──────── Record extracts ────────

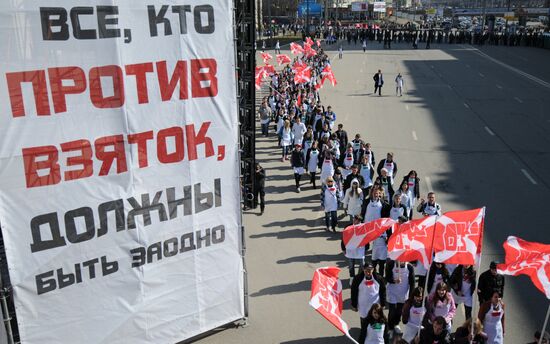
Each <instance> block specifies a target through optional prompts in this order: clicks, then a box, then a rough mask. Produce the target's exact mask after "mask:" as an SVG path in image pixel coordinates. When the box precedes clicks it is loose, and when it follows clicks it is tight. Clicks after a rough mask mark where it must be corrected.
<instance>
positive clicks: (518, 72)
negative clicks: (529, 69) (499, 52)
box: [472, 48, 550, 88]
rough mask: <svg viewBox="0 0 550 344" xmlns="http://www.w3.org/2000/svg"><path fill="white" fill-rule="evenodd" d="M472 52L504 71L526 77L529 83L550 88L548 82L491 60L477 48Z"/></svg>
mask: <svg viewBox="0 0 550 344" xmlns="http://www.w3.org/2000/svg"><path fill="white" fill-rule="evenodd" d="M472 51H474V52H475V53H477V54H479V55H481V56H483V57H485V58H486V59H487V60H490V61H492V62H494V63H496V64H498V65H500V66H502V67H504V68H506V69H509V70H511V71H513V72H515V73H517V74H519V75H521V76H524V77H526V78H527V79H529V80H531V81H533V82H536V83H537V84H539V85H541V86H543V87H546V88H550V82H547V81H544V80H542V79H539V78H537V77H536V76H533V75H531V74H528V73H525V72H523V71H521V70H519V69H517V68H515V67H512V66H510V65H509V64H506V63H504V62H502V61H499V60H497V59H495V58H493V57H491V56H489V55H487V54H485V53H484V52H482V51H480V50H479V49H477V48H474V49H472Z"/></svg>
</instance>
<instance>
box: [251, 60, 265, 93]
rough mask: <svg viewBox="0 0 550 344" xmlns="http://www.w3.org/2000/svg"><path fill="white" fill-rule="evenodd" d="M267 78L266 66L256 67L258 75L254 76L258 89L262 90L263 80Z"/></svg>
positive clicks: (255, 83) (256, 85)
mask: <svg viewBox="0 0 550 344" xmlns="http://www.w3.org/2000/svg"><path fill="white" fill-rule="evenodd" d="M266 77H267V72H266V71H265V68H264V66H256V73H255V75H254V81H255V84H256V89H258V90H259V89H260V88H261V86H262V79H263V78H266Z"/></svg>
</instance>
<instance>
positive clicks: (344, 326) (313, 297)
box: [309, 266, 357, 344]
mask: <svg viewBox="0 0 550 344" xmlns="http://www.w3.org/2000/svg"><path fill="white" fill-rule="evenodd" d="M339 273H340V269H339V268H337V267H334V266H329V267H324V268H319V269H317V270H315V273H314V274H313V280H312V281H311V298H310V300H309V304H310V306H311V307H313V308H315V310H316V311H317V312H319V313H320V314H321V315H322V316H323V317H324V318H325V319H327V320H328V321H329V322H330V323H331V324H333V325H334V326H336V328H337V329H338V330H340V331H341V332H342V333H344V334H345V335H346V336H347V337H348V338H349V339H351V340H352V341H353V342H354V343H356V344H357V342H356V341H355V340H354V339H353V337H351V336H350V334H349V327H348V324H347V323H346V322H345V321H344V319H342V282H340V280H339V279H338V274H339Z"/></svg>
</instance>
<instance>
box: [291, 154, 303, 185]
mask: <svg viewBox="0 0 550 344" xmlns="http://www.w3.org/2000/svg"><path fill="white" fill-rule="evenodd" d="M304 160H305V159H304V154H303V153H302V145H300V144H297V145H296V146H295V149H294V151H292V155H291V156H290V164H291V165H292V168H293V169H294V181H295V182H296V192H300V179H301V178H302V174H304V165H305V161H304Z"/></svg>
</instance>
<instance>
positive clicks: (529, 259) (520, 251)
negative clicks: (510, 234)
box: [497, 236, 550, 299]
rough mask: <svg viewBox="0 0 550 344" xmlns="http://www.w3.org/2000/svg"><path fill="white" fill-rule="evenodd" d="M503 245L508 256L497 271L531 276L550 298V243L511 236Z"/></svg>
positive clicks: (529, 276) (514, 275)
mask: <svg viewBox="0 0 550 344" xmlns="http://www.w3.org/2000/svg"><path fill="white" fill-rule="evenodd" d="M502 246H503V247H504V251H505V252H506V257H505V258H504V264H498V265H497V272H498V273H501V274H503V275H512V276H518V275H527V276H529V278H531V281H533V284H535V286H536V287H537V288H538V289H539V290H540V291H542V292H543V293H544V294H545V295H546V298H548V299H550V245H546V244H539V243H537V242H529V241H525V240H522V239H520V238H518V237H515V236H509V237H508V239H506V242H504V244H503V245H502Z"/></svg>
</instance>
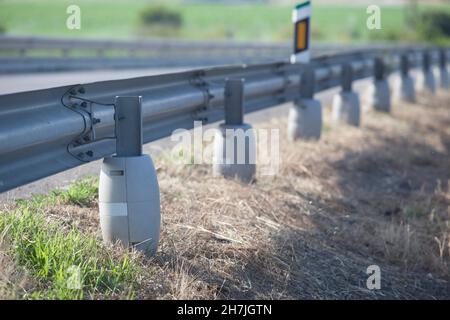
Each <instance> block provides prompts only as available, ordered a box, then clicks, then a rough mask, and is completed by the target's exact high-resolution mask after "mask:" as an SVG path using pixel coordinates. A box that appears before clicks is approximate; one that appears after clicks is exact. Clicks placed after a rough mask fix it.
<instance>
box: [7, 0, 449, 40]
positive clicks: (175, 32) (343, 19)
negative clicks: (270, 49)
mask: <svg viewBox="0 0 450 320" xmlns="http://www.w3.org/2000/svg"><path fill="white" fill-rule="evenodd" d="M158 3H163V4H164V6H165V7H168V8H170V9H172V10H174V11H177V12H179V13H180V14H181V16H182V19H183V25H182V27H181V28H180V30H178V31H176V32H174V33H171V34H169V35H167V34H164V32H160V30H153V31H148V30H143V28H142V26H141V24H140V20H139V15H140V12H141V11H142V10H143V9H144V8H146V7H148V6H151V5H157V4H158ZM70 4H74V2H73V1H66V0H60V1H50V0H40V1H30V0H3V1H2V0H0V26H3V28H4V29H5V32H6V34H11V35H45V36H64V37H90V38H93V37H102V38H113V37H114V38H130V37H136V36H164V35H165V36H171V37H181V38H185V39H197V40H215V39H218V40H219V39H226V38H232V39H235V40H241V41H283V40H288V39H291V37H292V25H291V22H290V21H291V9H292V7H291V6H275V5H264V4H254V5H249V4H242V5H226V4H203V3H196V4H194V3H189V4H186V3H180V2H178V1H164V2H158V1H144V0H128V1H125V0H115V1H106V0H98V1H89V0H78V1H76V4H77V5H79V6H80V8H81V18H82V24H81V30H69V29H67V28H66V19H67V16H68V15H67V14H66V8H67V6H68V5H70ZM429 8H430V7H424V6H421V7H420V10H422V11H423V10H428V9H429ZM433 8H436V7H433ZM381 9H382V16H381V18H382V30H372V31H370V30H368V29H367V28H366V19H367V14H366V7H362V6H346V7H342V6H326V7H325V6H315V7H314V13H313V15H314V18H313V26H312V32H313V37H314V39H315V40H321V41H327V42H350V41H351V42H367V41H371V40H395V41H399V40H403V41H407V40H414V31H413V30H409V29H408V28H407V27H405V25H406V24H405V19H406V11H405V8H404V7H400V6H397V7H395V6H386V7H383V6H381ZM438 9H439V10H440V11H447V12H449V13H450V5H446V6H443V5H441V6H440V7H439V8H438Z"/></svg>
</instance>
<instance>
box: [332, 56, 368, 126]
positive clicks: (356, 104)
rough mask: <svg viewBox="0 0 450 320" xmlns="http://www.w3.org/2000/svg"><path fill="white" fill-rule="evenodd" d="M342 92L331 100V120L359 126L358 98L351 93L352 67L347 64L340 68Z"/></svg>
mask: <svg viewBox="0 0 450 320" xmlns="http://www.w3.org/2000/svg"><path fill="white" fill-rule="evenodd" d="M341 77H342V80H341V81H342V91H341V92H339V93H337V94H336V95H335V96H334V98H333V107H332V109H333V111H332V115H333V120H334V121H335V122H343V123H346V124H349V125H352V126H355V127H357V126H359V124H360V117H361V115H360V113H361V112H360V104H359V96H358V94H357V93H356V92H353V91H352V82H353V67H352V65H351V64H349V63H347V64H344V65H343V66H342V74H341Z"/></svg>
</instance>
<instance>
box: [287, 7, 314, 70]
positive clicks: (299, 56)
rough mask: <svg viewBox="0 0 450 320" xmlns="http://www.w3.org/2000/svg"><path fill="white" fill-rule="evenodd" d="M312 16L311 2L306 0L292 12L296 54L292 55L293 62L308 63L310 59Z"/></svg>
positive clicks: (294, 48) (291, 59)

────────
──────── Record extracts ────────

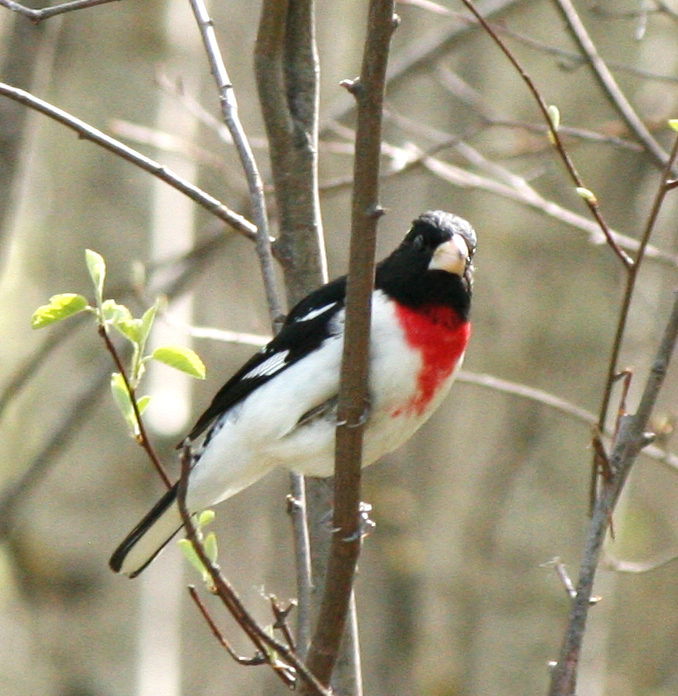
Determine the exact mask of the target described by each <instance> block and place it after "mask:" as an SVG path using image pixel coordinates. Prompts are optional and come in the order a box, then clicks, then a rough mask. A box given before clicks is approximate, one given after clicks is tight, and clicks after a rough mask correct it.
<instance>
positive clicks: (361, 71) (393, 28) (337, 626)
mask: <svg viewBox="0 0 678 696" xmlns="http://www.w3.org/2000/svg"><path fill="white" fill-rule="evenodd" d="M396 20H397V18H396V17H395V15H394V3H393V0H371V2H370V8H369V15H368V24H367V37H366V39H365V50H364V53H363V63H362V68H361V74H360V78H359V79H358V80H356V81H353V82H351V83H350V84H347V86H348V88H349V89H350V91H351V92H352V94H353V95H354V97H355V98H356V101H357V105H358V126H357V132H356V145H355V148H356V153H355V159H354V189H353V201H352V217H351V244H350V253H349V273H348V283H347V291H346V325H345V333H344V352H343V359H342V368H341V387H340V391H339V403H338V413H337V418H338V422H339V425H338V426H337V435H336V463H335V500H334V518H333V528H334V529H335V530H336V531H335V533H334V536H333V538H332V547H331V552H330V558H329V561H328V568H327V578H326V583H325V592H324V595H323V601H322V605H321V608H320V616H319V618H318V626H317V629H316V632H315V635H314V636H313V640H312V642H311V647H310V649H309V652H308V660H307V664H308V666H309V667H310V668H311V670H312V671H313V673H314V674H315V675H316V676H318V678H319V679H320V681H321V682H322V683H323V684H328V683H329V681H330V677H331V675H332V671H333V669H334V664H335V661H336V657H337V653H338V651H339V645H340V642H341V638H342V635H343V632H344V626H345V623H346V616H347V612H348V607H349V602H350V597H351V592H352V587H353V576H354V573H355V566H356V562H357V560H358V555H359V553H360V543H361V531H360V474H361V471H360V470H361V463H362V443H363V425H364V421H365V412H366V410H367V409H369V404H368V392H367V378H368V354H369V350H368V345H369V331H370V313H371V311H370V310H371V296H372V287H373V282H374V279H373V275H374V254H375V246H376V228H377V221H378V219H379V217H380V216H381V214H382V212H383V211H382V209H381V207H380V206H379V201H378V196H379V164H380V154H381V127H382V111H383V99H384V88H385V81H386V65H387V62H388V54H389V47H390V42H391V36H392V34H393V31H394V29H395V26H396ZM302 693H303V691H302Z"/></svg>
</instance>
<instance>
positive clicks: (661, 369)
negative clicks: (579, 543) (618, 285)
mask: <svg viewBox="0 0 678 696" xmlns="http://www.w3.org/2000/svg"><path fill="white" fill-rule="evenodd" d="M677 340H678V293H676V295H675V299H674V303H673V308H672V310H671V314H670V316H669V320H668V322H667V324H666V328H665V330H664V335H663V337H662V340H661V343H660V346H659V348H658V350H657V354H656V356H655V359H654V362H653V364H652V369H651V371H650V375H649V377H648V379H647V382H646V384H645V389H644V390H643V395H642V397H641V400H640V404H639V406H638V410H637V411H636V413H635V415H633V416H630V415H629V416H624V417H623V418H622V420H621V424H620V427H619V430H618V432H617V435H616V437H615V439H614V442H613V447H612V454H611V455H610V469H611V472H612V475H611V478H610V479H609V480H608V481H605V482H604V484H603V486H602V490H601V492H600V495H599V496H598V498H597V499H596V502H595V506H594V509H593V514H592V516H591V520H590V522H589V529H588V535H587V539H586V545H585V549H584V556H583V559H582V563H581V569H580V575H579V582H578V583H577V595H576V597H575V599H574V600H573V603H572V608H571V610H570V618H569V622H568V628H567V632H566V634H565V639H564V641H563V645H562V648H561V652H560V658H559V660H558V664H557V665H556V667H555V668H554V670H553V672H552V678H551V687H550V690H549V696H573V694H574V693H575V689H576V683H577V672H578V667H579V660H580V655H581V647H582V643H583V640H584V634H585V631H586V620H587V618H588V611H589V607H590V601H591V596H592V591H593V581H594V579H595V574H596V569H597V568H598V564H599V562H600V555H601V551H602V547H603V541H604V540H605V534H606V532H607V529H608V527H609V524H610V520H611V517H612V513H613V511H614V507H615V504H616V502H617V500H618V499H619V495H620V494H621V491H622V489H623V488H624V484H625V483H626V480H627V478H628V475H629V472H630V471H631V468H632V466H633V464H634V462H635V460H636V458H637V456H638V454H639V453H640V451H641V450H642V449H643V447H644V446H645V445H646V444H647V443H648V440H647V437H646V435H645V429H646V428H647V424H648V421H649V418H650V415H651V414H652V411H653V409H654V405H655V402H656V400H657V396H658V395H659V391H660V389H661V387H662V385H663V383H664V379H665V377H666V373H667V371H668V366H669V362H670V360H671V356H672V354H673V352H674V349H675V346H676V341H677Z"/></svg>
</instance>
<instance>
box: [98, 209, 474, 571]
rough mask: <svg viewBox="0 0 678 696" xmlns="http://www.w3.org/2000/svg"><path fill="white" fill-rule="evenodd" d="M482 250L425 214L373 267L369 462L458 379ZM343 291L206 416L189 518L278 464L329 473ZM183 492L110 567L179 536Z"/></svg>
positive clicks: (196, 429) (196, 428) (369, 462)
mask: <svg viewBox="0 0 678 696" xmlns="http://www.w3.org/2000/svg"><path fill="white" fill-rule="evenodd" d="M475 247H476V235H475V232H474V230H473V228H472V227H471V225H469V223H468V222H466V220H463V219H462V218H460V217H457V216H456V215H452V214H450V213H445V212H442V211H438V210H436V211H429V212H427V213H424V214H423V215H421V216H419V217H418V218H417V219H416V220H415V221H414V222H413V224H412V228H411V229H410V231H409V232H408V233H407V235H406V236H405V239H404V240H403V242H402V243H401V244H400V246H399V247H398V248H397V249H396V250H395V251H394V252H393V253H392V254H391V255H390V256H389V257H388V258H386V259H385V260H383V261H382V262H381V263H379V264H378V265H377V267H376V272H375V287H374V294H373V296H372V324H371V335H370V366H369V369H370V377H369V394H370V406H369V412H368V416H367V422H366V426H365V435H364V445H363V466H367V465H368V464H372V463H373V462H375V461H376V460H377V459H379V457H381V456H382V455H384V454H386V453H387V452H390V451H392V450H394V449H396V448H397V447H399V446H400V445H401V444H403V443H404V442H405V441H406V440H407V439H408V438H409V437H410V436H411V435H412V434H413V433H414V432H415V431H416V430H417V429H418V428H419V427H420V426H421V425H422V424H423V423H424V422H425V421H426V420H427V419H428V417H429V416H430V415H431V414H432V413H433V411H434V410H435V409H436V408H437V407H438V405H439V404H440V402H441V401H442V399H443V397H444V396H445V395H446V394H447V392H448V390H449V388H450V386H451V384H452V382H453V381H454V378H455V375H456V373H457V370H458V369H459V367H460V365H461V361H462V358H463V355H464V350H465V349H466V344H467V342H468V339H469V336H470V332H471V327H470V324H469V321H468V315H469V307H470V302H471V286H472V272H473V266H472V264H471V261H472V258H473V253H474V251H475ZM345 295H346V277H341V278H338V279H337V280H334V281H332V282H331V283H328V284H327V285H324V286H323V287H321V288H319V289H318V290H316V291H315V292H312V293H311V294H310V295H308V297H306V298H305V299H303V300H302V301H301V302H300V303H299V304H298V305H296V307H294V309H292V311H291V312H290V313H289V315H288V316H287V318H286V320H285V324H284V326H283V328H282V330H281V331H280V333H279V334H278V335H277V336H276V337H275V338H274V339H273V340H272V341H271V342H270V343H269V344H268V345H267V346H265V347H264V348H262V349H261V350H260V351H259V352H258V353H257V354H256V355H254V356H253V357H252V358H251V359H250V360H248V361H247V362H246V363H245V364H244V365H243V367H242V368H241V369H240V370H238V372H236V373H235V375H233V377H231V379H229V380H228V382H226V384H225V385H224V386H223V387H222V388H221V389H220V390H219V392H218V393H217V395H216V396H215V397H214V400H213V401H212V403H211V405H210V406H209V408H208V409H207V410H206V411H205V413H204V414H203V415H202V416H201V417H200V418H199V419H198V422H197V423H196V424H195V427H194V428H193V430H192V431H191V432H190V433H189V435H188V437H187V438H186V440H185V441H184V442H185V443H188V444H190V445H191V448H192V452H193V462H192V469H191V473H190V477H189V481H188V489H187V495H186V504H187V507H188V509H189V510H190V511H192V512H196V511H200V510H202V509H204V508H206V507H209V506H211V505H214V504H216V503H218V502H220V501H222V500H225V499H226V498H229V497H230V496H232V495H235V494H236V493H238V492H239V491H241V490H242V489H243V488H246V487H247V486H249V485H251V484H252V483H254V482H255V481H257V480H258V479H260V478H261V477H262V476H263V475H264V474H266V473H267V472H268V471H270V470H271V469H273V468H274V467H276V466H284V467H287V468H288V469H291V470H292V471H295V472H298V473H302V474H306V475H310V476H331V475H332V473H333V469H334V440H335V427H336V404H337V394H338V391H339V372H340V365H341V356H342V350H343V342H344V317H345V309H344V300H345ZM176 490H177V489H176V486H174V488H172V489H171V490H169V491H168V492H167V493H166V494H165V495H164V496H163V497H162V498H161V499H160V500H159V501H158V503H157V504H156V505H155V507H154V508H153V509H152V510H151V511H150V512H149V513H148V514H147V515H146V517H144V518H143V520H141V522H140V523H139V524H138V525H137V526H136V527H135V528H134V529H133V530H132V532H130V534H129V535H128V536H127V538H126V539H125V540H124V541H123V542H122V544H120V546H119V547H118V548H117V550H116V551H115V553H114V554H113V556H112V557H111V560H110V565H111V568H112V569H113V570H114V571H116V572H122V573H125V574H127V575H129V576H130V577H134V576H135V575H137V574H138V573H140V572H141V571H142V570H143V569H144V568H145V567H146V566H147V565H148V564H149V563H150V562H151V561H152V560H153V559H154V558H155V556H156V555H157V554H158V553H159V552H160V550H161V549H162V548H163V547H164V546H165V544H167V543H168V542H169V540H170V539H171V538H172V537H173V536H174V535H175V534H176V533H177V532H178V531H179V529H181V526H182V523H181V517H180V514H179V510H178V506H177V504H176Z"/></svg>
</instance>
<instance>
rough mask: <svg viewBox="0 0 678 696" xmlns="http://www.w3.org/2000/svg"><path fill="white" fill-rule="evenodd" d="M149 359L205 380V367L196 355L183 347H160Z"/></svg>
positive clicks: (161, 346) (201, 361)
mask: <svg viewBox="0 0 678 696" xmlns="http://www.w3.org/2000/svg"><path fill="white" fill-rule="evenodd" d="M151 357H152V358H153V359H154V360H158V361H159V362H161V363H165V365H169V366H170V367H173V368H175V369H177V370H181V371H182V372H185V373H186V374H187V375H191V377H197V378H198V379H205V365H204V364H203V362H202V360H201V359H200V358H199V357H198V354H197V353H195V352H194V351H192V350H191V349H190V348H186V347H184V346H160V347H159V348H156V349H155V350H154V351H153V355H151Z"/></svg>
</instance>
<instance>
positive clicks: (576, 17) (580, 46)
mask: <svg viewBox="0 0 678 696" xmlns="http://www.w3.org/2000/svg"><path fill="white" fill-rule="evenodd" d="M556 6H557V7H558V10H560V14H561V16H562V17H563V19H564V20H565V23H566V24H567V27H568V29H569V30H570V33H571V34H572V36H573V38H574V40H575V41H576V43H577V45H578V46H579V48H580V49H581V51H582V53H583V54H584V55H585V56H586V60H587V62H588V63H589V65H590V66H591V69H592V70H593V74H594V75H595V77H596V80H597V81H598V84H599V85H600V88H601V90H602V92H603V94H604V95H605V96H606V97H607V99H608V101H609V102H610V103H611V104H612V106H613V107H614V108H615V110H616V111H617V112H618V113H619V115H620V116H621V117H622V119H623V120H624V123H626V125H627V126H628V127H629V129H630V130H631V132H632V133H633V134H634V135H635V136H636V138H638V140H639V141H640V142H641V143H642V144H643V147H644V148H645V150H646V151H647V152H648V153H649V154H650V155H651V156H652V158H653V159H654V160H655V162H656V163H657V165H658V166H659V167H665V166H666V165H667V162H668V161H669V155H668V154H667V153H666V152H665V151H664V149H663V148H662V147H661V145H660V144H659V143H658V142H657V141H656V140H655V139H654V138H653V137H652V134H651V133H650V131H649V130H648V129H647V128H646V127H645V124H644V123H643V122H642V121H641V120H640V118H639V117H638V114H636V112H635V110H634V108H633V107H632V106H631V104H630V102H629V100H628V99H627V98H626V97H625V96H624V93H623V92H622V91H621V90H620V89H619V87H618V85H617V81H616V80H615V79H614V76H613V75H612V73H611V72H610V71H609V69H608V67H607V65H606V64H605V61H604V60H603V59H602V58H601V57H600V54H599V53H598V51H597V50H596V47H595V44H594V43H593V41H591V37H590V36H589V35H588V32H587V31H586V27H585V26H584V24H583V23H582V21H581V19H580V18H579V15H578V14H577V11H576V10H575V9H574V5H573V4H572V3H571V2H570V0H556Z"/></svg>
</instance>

────────

Aim of the task: Reproduce, exactly and only, the lines of the records above starting at the line with "positive clicks: (529, 259) (520, 251)" and ending at the line with "positive clicks: (175, 32) (343, 19)", both included. Leave every picture out.

Your solution:
positive clicks: (529, 259) (520, 251)
negative clicks: (510, 234)
box: [497, 236, 550, 299]
rough mask: <svg viewBox="0 0 550 344" xmlns="http://www.w3.org/2000/svg"><path fill="white" fill-rule="evenodd" d="M503 245L508 256L497 271L531 276L550 298V243L511 236Z"/></svg>
positive clicks: (529, 276) (514, 275)
mask: <svg viewBox="0 0 550 344" xmlns="http://www.w3.org/2000/svg"><path fill="white" fill-rule="evenodd" d="M502 246H503V247H504V251H505V252H506V257H505V258H504V264H498V265H497V272H498V273H501V274H503V275H512V276H518V275H527V276H529V278H531V281H533V284H535V286H536V287H537V288H538V289H539V290H540V291H542V292H543V293H544V294H545V295H546V298H548V299H550V245H546V244H539V243H537V242H529V241H525V240H522V239H520V238H518V237H515V236H509V237H508V239H506V242H504V244H503V245H502Z"/></svg>
</instance>
Each <instance> block provides prompts only as available, ordered a box, then clicks, then a rough mask, and is completed by the target's exact high-resolution mask after "mask:" as an SVG path using pixel coordinates. A box that appears before clicks is approximate; one that appears after clicks is exact. Clicks placed after a rough mask fix it.
<instance>
box: [7, 0, 449, 40]
positive clicks: (175, 32) (343, 19)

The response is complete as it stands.